▶ [Source data]
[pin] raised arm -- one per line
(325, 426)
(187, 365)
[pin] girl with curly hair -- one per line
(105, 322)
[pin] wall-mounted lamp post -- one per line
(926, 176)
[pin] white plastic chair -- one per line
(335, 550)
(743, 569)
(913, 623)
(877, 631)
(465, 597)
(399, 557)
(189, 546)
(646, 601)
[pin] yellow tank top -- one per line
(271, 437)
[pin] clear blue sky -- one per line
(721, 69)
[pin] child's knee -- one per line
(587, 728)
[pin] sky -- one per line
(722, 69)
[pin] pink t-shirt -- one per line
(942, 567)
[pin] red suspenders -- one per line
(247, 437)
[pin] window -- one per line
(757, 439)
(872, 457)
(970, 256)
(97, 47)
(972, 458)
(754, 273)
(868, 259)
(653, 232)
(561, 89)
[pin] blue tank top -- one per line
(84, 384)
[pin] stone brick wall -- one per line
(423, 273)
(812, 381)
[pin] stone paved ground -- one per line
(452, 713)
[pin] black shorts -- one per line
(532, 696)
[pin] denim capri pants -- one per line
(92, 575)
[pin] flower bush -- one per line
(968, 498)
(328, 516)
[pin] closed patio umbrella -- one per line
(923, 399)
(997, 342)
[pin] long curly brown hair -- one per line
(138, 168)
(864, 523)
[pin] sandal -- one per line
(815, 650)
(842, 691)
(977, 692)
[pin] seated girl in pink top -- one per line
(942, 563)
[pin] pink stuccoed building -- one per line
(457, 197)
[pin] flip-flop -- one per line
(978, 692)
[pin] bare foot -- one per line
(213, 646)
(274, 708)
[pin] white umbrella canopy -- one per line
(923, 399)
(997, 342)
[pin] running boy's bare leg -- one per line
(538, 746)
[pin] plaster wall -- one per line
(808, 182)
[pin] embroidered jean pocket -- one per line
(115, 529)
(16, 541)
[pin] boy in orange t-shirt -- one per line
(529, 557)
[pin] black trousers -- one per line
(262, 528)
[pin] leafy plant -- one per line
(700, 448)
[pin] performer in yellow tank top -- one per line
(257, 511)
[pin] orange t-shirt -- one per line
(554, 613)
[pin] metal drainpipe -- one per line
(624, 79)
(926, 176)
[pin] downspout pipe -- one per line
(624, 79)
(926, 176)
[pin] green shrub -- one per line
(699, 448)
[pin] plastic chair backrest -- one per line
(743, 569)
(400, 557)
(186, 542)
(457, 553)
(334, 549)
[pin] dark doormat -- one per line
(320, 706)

▶ [Problem to solve] Go through the material above line by line and copy it exactly.

▶ [Answer below]
[pin] raised arm -- one per line
(325, 426)
(187, 365)
[pin] girl with curly hair -- one per line
(105, 322)
[pin] wall-mounted lamp post -- one per line
(926, 176)
[pin] white plastic chair -- one per line
(335, 550)
(743, 569)
(913, 623)
(877, 631)
(465, 597)
(399, 557)
(189, 546)
(646, 601)
[pin] yellow tank top -- one per line
(271, 437)
[pin] clear blue sky -- one per line
(721, 69)
[pin] child's knee -- one per line
(587, 728)
[pin] sky -- one per line
(722, 69)
[pin] pink t-shirt -- one per line
(942, 567)
[pin] red suspenders -- one per line
(247, 437)
[pin] window -- one per line
(757, 439)
(872, 457)
(970, 256)
(97, 47)
(972, 458)
(754, 273)
(868, 259)
(653, 232)
(561, 89)
[pin] blue tank top -- one per line
(84, 384)
[pin] stone brick wall -- one per line
(423, 273)
(812, 381)
[pin] stone paved ground -- one per line
(452, 713)
[pin] black shorts -- one per line
(532, 696)
[pin] denim capri pants -- one per line
(92, 575)
[pin] flower bush -- one per line
(968, 498)
(328, 516)
[pin] closed patio umbrella -- one per line
(923, 399)
(997, 342)
[pin] long curly brown hair -- one per line
(138, 168)
(864, 523)
[pin] sandal -- one per line
(815, 650)
(842, 691)
(977, 692)
[pin] seated girl in pink top -- one per line
(942, 563)
[pin] pink stuccoed building -- one per line
(457, 197)
[pin] flip-flop -- one per line
(978, 692)
[pin] bare foot -- one per line
(213, 646)
(274, 708)
[pin] white umbrella canopy -- one per line
(923, 399)
(997, 342)
[pin] running boy's bare leg -- one per line
(538, 746)
[pin] plaster wall -- one per line
(808, 182)
[pin] embroidered jean pocket -- one per line
(115, 529)
(16, 541)
[pin] boy in orange t-shirt -- one per line
(529, 557)
[pin] black trousers -- one per line
(262, 528)
[pin] leafy plant -- one per line
(700, 448)
[pin] performer in yellow tank top -- one per line
(257, 511)
[pin] orange t-shirt -- one per line
(554, 613)
[pin] metal drainpipe -- one per line
(624, 79)
(926, 176)
[pin] downspout pipe -- one per line
(624, 79)
(926, 176)
[pin] green shrub -- one per line
(699, 448)
[pin] plastic chair backrest -- one per line
(743, 569)
(400, 557)
(186, 542)
(457, 553)
(334, 549)
[pin] dark doormat -- one per line
(320, 706)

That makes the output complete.